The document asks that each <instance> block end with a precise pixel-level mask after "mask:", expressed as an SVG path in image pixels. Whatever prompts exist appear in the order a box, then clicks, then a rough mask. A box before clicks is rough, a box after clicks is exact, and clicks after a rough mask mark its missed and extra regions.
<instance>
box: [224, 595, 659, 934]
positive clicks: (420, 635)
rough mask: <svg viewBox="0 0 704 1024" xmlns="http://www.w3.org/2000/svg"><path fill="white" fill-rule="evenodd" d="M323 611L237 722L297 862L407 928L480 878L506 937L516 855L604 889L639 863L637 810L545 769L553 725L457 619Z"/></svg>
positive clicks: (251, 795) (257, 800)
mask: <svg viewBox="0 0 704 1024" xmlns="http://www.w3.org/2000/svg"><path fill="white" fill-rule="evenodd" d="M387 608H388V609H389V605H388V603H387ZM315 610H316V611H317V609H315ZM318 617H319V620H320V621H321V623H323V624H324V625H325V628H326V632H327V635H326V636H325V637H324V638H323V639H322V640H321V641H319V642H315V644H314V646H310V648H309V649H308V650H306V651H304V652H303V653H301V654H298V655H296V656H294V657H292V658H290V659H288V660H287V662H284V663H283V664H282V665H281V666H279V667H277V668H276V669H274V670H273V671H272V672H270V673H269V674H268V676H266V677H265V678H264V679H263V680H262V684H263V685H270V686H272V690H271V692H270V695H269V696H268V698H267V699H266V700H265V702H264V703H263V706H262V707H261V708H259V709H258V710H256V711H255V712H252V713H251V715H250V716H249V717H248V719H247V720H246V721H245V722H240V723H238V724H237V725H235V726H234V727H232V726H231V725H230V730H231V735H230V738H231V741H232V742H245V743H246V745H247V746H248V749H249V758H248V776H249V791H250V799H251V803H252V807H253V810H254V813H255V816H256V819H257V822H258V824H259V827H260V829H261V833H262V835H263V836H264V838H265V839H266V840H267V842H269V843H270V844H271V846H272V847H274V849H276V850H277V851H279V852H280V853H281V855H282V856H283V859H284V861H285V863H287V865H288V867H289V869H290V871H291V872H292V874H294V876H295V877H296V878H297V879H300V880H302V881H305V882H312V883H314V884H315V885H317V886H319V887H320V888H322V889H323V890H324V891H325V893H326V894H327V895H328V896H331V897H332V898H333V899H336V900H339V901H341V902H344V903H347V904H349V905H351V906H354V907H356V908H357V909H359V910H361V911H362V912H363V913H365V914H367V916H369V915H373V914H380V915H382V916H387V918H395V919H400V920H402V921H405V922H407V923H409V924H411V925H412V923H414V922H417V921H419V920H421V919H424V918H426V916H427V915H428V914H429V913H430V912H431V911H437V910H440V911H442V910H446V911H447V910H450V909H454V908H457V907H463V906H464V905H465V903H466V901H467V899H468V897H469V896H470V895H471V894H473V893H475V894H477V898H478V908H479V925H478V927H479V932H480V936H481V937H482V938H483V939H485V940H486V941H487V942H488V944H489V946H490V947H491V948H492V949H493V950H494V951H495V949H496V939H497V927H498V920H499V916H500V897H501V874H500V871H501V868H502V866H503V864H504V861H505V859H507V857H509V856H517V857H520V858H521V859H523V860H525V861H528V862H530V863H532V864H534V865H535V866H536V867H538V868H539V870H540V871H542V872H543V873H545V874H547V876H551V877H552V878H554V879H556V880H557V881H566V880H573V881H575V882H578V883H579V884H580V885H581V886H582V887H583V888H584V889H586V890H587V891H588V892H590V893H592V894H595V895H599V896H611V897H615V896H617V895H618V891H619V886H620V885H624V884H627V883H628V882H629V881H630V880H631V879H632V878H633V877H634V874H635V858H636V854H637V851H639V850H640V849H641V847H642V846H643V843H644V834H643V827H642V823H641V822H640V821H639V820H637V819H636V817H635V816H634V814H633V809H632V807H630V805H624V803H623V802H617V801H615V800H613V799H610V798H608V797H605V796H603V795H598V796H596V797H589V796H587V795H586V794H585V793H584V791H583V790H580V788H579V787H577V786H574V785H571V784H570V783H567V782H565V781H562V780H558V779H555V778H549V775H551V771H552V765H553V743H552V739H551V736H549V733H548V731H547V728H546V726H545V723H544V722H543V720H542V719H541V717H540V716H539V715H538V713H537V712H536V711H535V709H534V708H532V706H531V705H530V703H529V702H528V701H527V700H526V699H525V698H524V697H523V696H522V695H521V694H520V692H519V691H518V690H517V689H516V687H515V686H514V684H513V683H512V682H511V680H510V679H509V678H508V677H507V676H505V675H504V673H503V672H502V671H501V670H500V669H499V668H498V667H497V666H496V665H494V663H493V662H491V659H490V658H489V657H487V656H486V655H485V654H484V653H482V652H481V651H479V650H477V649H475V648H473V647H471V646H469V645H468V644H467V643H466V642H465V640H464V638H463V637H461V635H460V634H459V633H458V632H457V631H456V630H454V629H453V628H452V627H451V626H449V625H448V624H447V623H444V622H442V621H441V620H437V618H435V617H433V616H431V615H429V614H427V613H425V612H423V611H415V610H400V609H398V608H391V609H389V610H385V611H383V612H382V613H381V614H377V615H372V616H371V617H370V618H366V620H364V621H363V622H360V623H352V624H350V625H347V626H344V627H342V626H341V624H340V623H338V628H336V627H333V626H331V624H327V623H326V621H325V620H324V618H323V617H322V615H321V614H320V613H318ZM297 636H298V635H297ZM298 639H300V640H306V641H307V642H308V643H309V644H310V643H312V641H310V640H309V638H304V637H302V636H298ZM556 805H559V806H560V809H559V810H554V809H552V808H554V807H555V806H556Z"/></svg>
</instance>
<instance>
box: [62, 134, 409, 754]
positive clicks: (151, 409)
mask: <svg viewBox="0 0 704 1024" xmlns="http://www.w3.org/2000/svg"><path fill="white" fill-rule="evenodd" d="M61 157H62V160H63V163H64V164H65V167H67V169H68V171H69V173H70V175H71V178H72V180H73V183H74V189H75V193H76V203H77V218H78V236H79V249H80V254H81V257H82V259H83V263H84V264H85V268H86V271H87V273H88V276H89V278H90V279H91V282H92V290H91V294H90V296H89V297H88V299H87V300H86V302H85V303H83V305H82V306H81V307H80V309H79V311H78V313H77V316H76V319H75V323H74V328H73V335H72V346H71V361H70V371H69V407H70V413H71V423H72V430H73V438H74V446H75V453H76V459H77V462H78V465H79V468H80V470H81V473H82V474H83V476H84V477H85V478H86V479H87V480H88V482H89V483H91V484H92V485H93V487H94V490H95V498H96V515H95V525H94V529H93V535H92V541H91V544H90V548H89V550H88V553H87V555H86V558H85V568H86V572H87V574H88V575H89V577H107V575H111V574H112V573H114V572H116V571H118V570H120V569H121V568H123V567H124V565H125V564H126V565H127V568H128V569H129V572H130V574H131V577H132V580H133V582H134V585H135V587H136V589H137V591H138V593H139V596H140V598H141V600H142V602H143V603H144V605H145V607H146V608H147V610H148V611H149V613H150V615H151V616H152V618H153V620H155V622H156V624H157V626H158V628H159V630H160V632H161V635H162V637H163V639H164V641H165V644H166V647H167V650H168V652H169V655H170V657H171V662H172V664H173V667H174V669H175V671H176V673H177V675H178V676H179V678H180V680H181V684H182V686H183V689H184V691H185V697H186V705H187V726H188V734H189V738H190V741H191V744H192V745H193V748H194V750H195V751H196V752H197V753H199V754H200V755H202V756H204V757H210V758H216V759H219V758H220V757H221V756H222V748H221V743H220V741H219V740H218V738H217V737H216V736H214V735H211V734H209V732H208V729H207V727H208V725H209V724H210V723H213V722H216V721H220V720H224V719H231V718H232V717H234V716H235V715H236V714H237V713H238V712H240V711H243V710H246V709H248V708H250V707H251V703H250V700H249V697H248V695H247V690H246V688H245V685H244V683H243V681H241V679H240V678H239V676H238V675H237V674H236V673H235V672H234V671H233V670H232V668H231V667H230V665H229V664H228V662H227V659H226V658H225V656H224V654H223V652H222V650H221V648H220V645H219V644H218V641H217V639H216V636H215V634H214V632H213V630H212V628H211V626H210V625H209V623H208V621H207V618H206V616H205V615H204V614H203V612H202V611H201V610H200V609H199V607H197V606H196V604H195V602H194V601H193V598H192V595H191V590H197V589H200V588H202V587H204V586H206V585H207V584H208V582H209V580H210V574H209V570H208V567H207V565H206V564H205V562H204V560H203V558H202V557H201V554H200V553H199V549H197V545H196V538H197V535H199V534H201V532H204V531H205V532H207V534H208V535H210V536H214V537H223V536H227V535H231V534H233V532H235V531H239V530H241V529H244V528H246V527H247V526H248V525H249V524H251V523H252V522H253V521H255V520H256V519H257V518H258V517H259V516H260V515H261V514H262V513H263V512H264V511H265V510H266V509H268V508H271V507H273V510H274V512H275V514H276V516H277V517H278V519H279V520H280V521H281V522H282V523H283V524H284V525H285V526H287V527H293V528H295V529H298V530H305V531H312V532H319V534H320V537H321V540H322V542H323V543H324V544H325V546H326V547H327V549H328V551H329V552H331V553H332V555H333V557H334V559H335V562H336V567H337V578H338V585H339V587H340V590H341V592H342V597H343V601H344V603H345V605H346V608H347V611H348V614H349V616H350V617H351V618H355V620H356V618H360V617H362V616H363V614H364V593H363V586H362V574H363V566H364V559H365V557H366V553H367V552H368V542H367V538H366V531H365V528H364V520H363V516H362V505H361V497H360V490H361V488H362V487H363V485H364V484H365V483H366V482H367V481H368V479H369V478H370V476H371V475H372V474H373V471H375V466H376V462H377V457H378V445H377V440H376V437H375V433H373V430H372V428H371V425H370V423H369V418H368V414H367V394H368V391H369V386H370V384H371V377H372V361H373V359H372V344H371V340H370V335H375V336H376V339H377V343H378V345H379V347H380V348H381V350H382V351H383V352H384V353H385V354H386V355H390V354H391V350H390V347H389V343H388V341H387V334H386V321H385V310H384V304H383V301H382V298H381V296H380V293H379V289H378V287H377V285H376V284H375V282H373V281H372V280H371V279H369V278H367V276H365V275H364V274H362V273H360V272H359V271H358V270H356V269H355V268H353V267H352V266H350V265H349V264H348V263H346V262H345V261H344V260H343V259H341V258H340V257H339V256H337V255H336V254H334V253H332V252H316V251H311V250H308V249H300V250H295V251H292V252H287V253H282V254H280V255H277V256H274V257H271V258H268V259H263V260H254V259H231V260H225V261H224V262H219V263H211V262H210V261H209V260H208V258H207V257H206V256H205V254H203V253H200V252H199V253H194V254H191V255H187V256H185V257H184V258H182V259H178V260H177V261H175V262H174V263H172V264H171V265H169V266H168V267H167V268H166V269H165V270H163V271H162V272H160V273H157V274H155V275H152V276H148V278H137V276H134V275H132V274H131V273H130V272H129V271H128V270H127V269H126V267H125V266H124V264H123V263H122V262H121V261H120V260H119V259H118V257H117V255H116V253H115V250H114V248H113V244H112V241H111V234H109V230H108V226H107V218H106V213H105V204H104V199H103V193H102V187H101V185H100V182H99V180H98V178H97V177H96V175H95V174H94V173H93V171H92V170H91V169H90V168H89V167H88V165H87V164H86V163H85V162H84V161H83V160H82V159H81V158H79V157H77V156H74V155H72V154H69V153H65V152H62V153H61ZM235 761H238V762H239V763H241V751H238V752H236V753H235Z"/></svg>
#####
### INSTRUCTIONS TO FOLLOW:
Copy all lines from the material that hold "positive".

### RESPONSE:
positive clicks: (420, 635)
positive clicks: (251, 795) (257, 800)
positive clicks: (151, 409)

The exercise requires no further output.